## begin
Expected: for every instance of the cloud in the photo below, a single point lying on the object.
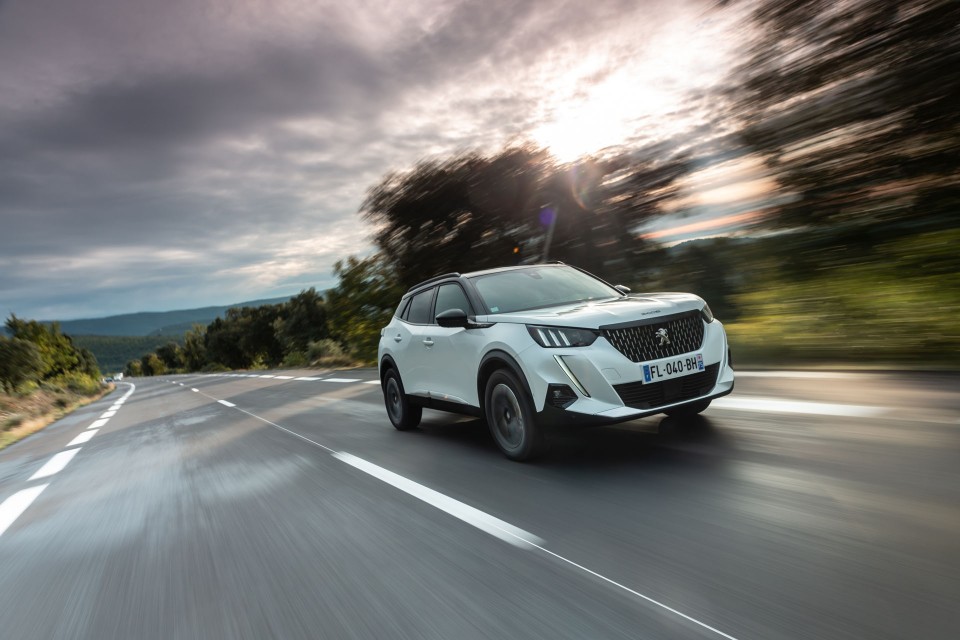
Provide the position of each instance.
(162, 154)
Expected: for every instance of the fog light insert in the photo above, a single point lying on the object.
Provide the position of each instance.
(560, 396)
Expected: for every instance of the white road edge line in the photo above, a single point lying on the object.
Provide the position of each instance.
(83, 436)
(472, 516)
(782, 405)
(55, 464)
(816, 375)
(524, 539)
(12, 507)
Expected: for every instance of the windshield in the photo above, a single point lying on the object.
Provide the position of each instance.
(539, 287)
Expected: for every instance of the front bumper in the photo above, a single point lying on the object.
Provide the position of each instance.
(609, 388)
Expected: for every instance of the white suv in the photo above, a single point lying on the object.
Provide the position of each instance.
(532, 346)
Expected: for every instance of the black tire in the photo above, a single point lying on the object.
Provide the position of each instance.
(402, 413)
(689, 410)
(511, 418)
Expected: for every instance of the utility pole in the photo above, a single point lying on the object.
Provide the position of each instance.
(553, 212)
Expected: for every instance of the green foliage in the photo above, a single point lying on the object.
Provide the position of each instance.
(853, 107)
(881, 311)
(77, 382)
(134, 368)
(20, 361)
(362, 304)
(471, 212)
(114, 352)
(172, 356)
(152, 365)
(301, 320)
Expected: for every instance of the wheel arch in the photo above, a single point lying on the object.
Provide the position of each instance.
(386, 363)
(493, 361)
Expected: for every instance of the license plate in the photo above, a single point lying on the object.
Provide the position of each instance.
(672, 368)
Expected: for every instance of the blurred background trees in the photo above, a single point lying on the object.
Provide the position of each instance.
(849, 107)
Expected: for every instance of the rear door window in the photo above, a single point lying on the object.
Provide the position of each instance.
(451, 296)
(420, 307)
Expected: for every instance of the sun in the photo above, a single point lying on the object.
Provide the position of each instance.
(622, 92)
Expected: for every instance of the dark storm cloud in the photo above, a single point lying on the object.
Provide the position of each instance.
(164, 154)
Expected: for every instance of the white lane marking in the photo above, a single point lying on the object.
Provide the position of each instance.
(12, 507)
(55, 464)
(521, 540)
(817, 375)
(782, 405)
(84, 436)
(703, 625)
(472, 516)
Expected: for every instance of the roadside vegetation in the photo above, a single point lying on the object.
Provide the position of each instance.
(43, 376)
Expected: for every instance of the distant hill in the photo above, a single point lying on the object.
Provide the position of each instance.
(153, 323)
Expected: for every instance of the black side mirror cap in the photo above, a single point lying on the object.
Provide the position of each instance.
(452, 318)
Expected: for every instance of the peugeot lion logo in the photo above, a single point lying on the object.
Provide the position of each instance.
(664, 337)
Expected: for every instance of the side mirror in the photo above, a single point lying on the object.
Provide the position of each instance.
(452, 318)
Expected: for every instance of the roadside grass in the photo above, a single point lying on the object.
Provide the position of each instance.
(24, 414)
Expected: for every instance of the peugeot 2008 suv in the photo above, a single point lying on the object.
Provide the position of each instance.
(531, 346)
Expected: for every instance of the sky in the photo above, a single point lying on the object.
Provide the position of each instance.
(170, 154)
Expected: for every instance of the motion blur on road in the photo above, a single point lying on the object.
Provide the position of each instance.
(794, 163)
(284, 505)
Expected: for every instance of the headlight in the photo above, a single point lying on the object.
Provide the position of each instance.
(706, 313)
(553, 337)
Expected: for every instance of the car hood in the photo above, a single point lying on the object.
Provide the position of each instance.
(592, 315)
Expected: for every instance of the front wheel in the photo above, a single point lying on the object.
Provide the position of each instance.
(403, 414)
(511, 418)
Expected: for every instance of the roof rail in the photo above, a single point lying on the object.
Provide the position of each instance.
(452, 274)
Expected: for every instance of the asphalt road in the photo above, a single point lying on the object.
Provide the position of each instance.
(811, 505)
## end
## REQUEST
Copy out the records above in full, exactly as written, but not the pictures.

## SOLVED EXERCISE
Expected: for every instance of the cloud in the photo below, a single point lying on the object.
Provide the position of each instance.
(162, 154)
Expected: for every instance of the fog light insert in the photo above, a single point lying on the object.
Provide the position of each instance.
(560, 396)
Expected: for every instance of the white road edge line in the photo above, a single point lying on the object.
Provide the position of each instance.
(83, 436)
(472, 516)
(782, 405)
(55, 464)
(816, 375)
(524, 539)
(12, 507)
Expected: for every instance of the windshield in the photo above, a single point lying on the object.
Provide the position of each instance.
(539, 287)
Expected: for every instance of the front bumper in the photo above, a single point lying on the object.
Provide the position of each instance.
(609, 388)
Expected: for every instance of the white suv in the photo above, a single point lying on the object.
Provide the position of each instance.
(532, 346)
Expected: for every instance of the black tire in the photo above, a single point lying on the object.
Provide the position of each instance.
(402, 413)
(689, 410)
(511, 418)
Expected: for every instance of the utility pole in the photo above, a single point lying on the object.
Provide the position of each instance.
(553, 212)
Expected: for every instance of the green foliage in the photo above, a single point lying on the object.
Provide the position of each instance.
(853, 107)
(881, 311)
(77, 382)
(134, 368)
(20, 361)
(362, 304)
(471, 212)
(114, 352)
(172, 356)
(152, 365)
(301, 320)
Expected: for every instance of the wheel arch in the photo above, a single point lying on the object.
Provide the position of each instance.
(386, 363)
(493, 361)
Expected: for every instance of the license plate in the photo above, a single point lying on the object.
Provide the position of each instance.
(672, 368)
Expected: for every instance of the blurred background trees in the photo above, a single point lying on the object.
Provide the position of each instance.
(849, 107)
Expected: for every instance of the rear door window in the photo above, a single point lying on the object.
Provide the position of each instance.
(451, 296)
(420, 307)
Expected: for every instance of the sun in the photo above, a single point lying on the object.
Provide the position of each instance.
(622, 92)
Expected: for every instance of the dark storm cloud in the photo above, a single point lying on the object.
Provide the position of each instance.
(164, 154)
Expected: for every instance of the white lane marking in the photo above, a single point lying on the object.
Provide the position of each instance.
(12, 507)
(55, 464)
(521, 540)
(817, 375)
(782, 405)
(84, 436)
(703, 625)
(472, 516)
Expected: for every instance of the roadside vegetation in the photo above, a single point lying on the object.
Provide the position of each instance.
(43, 376)
Expected: for every instance of the distant hill in the photo above, a single point lying on the object.
Provide the position of each instance.
(153, 323)
Expected: for every instance of the black side mirror cap in the photo above, a single point lying on the object.
Provide the position of each instance.
(452, 318)
Expected: for every instance of the peugeot lion logo in the photo above, a single point lying on the object.
Provide the position of each instance.
(664, 337)
Expected: for every instance of the side mirror in the photo above, a single point lying on the object.
Provide the position of each instance.
(452, 318)
Expected: for every instance of the roadside grass in the photo above, a single point lying on the object.
Provide the position of each instance.
(24, 414)
Expected: for every instance of the peugeot 2008 suv in the photo above, a single point lying on the object.
Provide the position of each instance.
(531, 346)
Expected: for every instance of the sky in the photo above, a single point lying on the object.
Provide the position of each instance.
(170, 154)
Expected: for every instance of the motion blur on road in the photo above, a single point lying on the object.
Provide the position of each instance.
(794, 163)
(284, 505)
Expected: for every instance of the headlight in the photo above, a single point lying on the object.
Provide the position of each instance.
(706, 313)
(553, 337)
Expected: for every instance of the car hood in the photo above, a single point lying on the object.
Provide the position of each instance.
(592, 315)
Expected: for every instance of the front wheel in the photo above, a single point lying on the object.
Provide the position of each instance.
(403, 414)
(511, 418)
Expected: for every instance of the roof rail in the photo above, a single point lying on the object.
Provide the position of each instance.
(452, 274)
Expected: for every instance of the asphalt road in the photo above, a single point lying on the object.
Provide the position of each instance.
(811, 505)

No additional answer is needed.